2. Le 15 janvier : chapitre II

Pages 33-38. Retour sur : L’histoire d’Octave Mouret et du Bonheur des dames, selon Baudu.
• Origine de Mouret (voir Dictionnaire Zola, p. 581-582) : né en 1840 (comme Zola, qui a aussi passé son enfance à Aix-en-Provence), son rôle dans La conquête de Plassans (1874, 4e vol.), dans Pot-Bouille (1882, 10e vol.) où il rencontre Mme Hédouin, qu’il épouse en novembre 1865 ; elle meurt accidentellement quelques mois plus tard… (Problème de chronologie entre les romans : le mariage Hédouin-Mouret a lieu en novembre 1865 et le décès de Mme Hédouin quelques mois après, or Denise arrive de Valognes en octobre 1864 et apprend que Mme Hédouin est déjà morte depuis quelques temps. Ces dates sont données hors roman ; si le mariage Hédouin-Mouret avait eu lieu en novembre 1863, il n’y aurait plus de problème…)
• Zola veut éviter le pessimisme et « exprimer le siècle » du progrès (Dict. Zola, p. 317) : Mouret incarne la vie, par exemple contre son ami Paul, faux schopenhauerien, déçu par le vol de sa belle-mère (Bonheur, ch. XIV, p. 528-529).
• Mouret permet à Zola d’explorer sa fascination pour le grand magasin (caractéristique de la seconde moitié du XIXe siècle) et d’en montrer les mécanismes sociaux et économiques, promus par un Mouret plus darwinien que fouriériste… (cf. Dict., p. 171-173, et le dossier de notre édition, p. 564-565)

  • Pages 43-45 : Denise devant le Bonheur des dames, hésitante…
    • 43 : Étant en avance (7:30), Denise est témoin de l’arrivée des employés = premier contact réel avec la machine sociale du GM, la convergence des commis à l’entrée, individus pressés et comme identiques,
    • 44 : Denise intimidée n’ose pas entrer = elle est encore trop différente, seule « au milieu de tous ces hommes » // rencontre d’un autre timide comme elle = expression réciproque et prise de conscience du décontenancement…
    • 45 : Arrivée d’Octave Mouret, que Denise prend pour un chef de rayon (méconnaissance, malentendu, pas de présentations…), textuellement décrit et ainsi différencié (positivement) de la globalité des commis.

LIGNES EXTRAITES:

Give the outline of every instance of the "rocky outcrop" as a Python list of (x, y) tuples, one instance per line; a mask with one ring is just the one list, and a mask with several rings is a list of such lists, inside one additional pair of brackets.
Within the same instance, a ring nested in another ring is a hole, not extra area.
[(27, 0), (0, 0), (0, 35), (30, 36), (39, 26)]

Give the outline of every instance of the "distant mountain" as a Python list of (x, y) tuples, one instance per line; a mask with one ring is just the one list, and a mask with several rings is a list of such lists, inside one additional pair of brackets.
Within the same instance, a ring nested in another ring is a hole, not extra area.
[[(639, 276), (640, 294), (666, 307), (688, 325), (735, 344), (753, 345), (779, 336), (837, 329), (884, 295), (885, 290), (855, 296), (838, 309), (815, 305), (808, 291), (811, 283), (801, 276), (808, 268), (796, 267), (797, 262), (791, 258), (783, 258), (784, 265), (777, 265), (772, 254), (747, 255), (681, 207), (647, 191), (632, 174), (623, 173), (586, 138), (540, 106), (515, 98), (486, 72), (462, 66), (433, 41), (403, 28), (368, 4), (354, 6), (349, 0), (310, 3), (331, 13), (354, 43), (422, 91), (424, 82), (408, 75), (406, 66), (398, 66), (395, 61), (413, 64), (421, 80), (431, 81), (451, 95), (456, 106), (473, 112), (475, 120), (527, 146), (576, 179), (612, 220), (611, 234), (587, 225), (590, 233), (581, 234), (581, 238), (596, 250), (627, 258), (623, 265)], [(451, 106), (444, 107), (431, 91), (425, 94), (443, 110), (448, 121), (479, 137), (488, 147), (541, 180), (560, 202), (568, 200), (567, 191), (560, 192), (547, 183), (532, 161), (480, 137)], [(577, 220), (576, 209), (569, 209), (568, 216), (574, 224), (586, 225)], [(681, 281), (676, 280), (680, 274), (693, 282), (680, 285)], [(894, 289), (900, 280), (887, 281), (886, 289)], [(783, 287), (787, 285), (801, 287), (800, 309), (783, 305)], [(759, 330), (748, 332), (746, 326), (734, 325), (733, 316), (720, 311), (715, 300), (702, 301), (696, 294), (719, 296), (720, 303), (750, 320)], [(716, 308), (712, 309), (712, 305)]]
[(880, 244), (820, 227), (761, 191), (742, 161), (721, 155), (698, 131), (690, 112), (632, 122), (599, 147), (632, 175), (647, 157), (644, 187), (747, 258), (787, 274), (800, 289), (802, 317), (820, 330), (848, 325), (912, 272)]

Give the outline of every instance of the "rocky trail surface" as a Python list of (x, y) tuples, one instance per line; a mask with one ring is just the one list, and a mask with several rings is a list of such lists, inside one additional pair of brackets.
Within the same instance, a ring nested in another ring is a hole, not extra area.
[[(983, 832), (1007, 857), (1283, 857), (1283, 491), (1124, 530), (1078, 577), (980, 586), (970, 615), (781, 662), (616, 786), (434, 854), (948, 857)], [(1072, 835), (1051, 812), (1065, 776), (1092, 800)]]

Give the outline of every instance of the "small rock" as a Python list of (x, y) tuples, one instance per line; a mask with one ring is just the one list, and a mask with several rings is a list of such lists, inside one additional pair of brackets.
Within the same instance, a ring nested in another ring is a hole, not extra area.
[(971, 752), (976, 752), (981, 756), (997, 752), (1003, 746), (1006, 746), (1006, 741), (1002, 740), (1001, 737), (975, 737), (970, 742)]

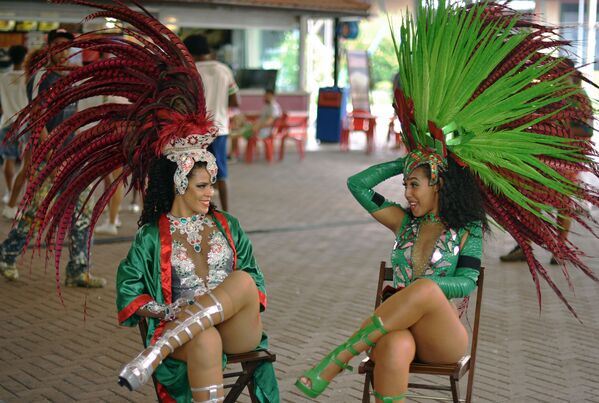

CONSIGNE 1:
D'après l'extrait cité, pour qui Denise prend-elle Octave Mouret lorsqu'il arrive ?
CONSIGNE 2:
Reproduisez l'extrait cité entre « 2. Le 15 janvier » et « plus de problème…) », ces deux passages inclus.

CORRIGÉ 1:
Pour un chef de rayon.

CORRIGÉ 2:
2. Le 15 janvier : chapitre II

Pages 33-38. Retour sur : L’histoire d’Octave Mouret et du Bonheur des dames, selon Baudu.
• Origine de Mouret (voir Dictionnaire Zola, p. 581-582) : né en 1840 (comme Zola, qui a aussi passé son enfance à Aix-en-Provence), son rôle dans La conquête de Plassans (1874, 4e vol.), dans Pot-Bouille (1882, 10e vol.) où il rencontre Mme Hédouin, qu’il épouse en novembre 1865 ; elle meurt accidentellement quelques mois plus tard… (Problème de chronologie entre les romans : le mariage Hédouin-Mouret a lieu en novembre 1865 et le décès de Mme Hédouin quelques mois après, or Denise arrive de Valognes en octobre 1864 et apprend que Mme Hédouin est déjà morte depuis quelques temps. Ces dates sont données hors roman ; si le mariage Hédouin-Mouret avait eu lieu en novembre 1863, il n’y aurait plus de problème…)